**SET TASK:**
Reproduce the whole listing below line for line, leaving out the pictures.
*** PROVIDED DATA
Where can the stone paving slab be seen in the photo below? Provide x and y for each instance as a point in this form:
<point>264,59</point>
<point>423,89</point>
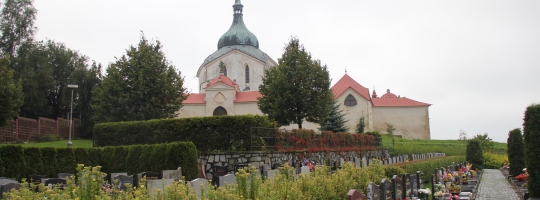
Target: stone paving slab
<point>494,186</point>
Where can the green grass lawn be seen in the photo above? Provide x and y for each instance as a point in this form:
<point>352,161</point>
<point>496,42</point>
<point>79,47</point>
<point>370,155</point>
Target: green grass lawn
<point>61,143</point>
<point>450,147</point>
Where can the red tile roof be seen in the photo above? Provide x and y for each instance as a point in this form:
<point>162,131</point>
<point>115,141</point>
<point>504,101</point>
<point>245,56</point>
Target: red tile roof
<point>223,79</point>
<point>347,82</point>
<point>391,100</point>
<point>250,96</point>
<point>195,99</point>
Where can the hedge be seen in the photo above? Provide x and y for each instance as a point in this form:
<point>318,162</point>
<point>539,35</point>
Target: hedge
<point>427,167</point>
<point>207,133</point>
<point>531,134</point>
<point>19,162</point>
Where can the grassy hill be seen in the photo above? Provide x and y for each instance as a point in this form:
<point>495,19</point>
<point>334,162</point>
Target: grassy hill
<point>450,147</point>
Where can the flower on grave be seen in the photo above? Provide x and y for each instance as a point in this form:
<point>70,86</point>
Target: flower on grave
<point>439,187</point>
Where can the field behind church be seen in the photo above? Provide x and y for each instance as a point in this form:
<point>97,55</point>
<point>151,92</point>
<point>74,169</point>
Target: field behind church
<point>450,147</point>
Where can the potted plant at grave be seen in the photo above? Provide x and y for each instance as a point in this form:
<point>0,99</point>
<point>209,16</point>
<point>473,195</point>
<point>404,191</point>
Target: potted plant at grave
<point>454,189</point>
<point>423,194</point>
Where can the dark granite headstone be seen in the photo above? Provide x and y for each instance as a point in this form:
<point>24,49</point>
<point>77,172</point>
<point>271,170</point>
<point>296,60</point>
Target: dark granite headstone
<point>397,188</point>
<point>65,175</point>
<point>122,180</point>
<point>373,191</point>
<point>386,187</point>
<point>8,187</point>
<point>55,182</point>
<point>355,195</point>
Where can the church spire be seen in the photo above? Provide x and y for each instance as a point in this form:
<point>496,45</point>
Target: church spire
<point>238,7</point>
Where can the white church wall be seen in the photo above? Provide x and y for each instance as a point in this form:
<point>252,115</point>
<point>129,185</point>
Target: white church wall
<point>410,122</point>
<point>235,63</point>
<point>353,113</point>
<point>247,108</point>
<point>192,110</point>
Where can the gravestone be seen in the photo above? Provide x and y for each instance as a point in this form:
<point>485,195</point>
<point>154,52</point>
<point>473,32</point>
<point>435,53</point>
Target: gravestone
<point>357,162</point>
<point>175,174</point>
<point>122,180</point>
<point>386,187</point>
<point>406,183</point>
<point>116,174</point>
<point>364,162</point>
<point>65,175</point>
<point>198,184</point>
<point>55,182</point>
<point>158,185</point>
<point>217,172</point>
<point>35,179</point>
<point>414,185</point>
<point>4,181</point>
<point>148,175</point>
<point>373,191</point>
<point>355,195</point>
<point>8,187</point>
<point>304,170</point>
<point>397,188</point>
<point>270,174</point>
<point>227,179</point>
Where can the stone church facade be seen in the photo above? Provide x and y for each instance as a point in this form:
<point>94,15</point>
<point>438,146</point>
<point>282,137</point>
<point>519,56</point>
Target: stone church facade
<point>230,77</point>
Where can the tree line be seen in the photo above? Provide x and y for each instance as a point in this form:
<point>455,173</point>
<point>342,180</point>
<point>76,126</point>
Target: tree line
<point>139,85</point>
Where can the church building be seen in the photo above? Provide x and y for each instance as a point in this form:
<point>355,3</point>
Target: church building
<point>229,80</point>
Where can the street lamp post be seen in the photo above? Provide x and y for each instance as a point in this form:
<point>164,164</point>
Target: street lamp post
<point>71,112</point>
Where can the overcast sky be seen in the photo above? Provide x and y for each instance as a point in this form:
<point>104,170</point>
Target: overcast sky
<point>477,62</point>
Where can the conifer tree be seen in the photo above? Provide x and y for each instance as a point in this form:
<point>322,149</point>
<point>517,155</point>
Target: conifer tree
<point>515,152</point>
<point>297,89</point>
<point>531,133</point>
<point>335,122</point>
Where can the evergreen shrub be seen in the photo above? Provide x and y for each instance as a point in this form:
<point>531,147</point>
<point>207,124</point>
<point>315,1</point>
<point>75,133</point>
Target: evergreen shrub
<point>50,166</point>
<point>81,156</point>
<point>66,161</point>
<point>32,159</point>
<point>207,133</point>
<point>515,151</point>
<point>13,161</point>
<point>475,154</point>
<point>531,133</point>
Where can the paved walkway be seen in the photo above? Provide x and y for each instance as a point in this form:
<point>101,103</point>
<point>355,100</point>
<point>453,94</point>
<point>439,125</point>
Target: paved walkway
<point>494,186</point>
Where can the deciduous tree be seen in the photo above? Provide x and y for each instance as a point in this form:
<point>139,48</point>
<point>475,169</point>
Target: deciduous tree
<point>515,151</point>
<point>16,25</point>
<point>297,89</point>
<point>335,122</point>
<point>140,85</point>
<point>11,96</point>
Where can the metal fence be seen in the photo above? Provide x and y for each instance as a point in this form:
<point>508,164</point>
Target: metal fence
<point>25,129</point>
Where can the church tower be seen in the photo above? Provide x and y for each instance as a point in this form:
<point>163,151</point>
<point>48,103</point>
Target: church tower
<point>238,56</point>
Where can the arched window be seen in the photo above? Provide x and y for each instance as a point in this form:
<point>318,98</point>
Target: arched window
<point>223,69</point>
<point>350,101</point>
<point>220,111</point>
<point>247,74</point>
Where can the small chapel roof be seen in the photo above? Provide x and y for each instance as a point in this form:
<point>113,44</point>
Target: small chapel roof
<point>238,34</point>
<point>221,79</point>
<point>194,99</point>
<point>347,82</point>
<point>391,100</point>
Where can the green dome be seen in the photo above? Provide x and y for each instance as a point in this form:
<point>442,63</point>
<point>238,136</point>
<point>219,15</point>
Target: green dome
<point>238,34</point>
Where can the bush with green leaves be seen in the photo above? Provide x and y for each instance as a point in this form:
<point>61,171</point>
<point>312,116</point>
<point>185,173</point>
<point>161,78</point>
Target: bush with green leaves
<point>13,161</point>
<point>515,151</point>
<point>475,155</point>
<point>531,133</point>
<point>207,133</point>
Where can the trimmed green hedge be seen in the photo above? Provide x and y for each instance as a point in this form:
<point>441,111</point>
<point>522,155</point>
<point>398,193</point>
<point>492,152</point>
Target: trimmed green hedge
<point>427,167</point>
<point>19,162</point>
<point>207,133</point>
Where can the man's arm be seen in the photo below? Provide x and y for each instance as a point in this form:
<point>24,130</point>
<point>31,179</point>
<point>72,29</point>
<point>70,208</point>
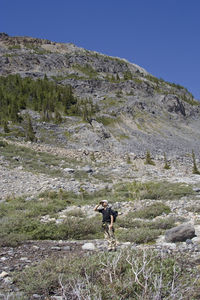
******
**ANSWER TO THE PROBLEM:**
Where can the stone paving slab be seen in the photo below? Provide x and y for each instance as a point in this form:
<point>264,59</point>
<point>423,89</point>
Target: stone paving slab
<point>494,186</point>
Where can the green grass lawn be seen in the photo above? Provide x and y for each instance as a point in this form:
<point>352,161</point>
<point>496,42</point>
<point>79,47</point>
<point>370,155</point>
Target: green grass lawn
<point>61,143</point>
<point>450,147</point>
Where can the red tile roof be seen in the photo above? Provide x and y for each instance as a point in this form:
<point>162,131</point>
<point>115,141</point>
<point>504,101</point>
<point>245,56</point>
Target: red tile roof
<point>223,79</point>
<point>347,82</point>
<point>391,100</point>
<point>250,96</point>
<point>195,99</point>
Where can the hedge be seen in the photo above? Provide x and y for each instance as a point in this form:
<point>318,162</point>
<point>539,35</point>
Target: hedge
<point>427,167</point>
<point>207,133</point>
<point>531,134</point>
<point>19,162</point>
Where can the grassy hill be seen in the photo above? Provide x and y for each instance as a point in this form:
<point>495,19</point>
<point>334,162</point>
Target: grassy hill
<point>450,147</point>
Where can the flower on grave be seen in the photo above? Provide x and y for each instance as a point in this form:
<point>70,86</point>
Target: flower on grave
<point>439,187</point>
Where can the field behind church be seen in the photo above? Provide x and y for each instance as a point in this form:
<point>97,55</point>
<point>151,92</point>
<point>74,169</point>
Target: field behind church
<point>450,147</point>
Where can the potted plant at grave be seen in the photo above? Provide x and y for each instance as a point in this form:
<point>0,99</point>
<point>209,16</point>
<point>473,195</point>
<point>404,191</point>
Target: potted plant at grave
<point>454,189</point>
<point>423,194</point>
Where can the dark granite headstone be seen in the photo above? Provide x and y for each instance as a point in this form:
<point>24,49</point>
<point>77,172</point>
<point>271,170</point>
<point>296,60</point>
Target: dark granite headstone
<point>397,188</point>
<point>65,175</point>
<point>122,180</point>
<point>373,191</point>
<point>386,187</point>
<point>8,187</point>
<point>55,182</point>
<point>355,195</point>
Where can the church spire be seen in the photo above? Provide x and y for each instance as a point in this form:
<point>496,45</point>
Target: church spire
<point>238,7</point>
Where can the white church wall be seen in the photo above? Provide x and y for each instance as a point in this form:
<point>252,115</point>
<point>129,185</point>
Target: white church wall
<point>410,122</point>
<point>235,63</point>
<point>353,113</point>
<point>247,108</point>
<point>192,110</point>
Where can the gravestone be seen in the photo above? Provide x and y for each instance as a point in this form:
<point>485,195</point>
<point>154,52</point>
<point>473,32</point>
<point>435,53</point>
Target: gravestone
<point>357,162</point>
<point>175,174</point>
<point>122,180</point>
<point>386,187</point>
<point>406,183</point>
<point>116,174</point>
<point>364,162</point>
<point>65,175</point>
<point>198,184</point>
<point>55,182</point>
<point>158,185</point>
<point>217,172</point>
<point>35,179</point>
<point>414,185</point>
<point>4,181</point>
<point>148,175</point>
<point>373,191</point>
<point>355,195</point>
<point>8,187</point>
<point>304,170</point>
<point>397,188</point>
<point>270,174</point>
<point>227,179</point>
Where can the stone church facade be seen in the photo above? Provide x and y for each instance as a point in this form:
<point>94,15</point>
<point>438,146</point>
<point>282,137</point>
<point>519,56</point>
Target: stone church facade
<point>230,77</point>
Where can the tree line be seen in the photo above? Provide x and y for each instance as a point in this form:
<point>455,173</point>
<point>342,180</point>
<point>76,126</point>
Target: tree line
<point>139,85</point>
Where can the church building be seen in the photo above? Provide x and y for each instance as a point in this form:
<point>355,3</point>
Target: church building
<point>229,80</point>
Where can the street lamp post be seen in the photo above? Provide x and y for each instance as a point in this form:
<point>164,164</point>
Target: street lamp post
<point>71,112</point>
Where can the overcast sky be seen in the photo above? Provide x and y for each instance as a point in this form:
<point>104,170</point>
Target: overcast sky
<point>477,62</point>
Where can the conifer tree be seen in the photo above? Provide x and y for each instance as a point in this form:
<point>322,149</point>
<point>517,155</point>
Target: conifer tree
<point>515,152</point>
<point>297,89</point>
<point>531,133</point>
<point>335,122</point>
Where can the evergreen shrub be seen in the photo above? Provide x and y for each instance as a point in this form:
<point>531,147</point>
<point>207,124</point>
<point>315,1</point>
<point>75,133</point>
Target: evergreen shrub
<point>50,166</point>
<point>81,156</point>
<point>66,161</point>
<point>32,159</point>
<point>207,133</point>
<point>515,151</point>
<point>13,161</point>
<point>475,154</point>
<point>531,133</point>
Where can the paved walkway be seen in the photo above? Provide x and y for each instance as a point in this form:
<point>101,103</point>
<point>355,100</point>
<point>453,94</point>
<point>439,125</point>
Target: paved walkway
<point>494,186</point>
Where can the deciduous tree be seen in the photo above? Provide x and y for each instance as a point in this form:
<point>139,48</point>
<point>475,169</point>
Target: deciduous tree
<point>515,151</point>
<point>16,25</point>
<point>297,89</point>
<point>335,122</point>
<point>140,85</point>
<point>11,96</point>
Where can the metal fence be seen in the photo above? Provide x and y for each instance as a point in this form:
<point>508,164</point>
Target: metal fence
<point>25,129</point>
Where can the church tower be seen in the photo above? Provide x and y for each instance as a point in this form:
<point>163,151</point>
<point>48,103</point>
Target: church tower
<point>238,56</point>
Where can the arched window be seen in the photo above? Provide x and y for each instance as a point in this form:
<point>318,98</point>
Target: arched window
<point>223,69</point>
<point>350,101</point>
<point>220,111</point>
<point>247,74</point>
Where can the small chapel roof be seen in the photo above? Provide x and y for each instance as a point in this form:
<point>113,44</point>
Target: small chapel roof
<point>238,34</point>
<point>221,79</point>
<point>194,99</point>
<point>347,82</point>
<point>391,100</point>
Where can the green dome be seen in the photo above? Provide x and y for each instance as a point in this form:
<point>442,63</point>
<point>238,136</point>
<point>219,15</point>
Target: green dome
<point>238,34</point>
Where can the bush with green leaves be seen in the photo above? Provide x and y for each instance as a point in this form:
<point>61,171</point>
<point>312,116</point>
<point>185,173</point>
<point>161,78</point>
Target: bush with green leaves
<point>13,161</point>
<point>515,151</point>
<point>475,155</point>
<point>531,133</point>
<point>207,133</point>
Where can the trimmed green hedge be seen in the photo above? Provide x and y for each instance as a point in this form:
<point>441,111</point>
<point>522,155</point>
<point>398,193</point>
<point>492,152</point>
Target: trimmed green hedge
<point>427,167</point>
<point>19,162</point>
<point>207,133</point>
Where can the man's arm be seen in the photo below? Provide x and y for each instance as a point in this form:
<point>24,130</point>
<point>31,179</point>
<point>72,29</point>
<point>70,208</point>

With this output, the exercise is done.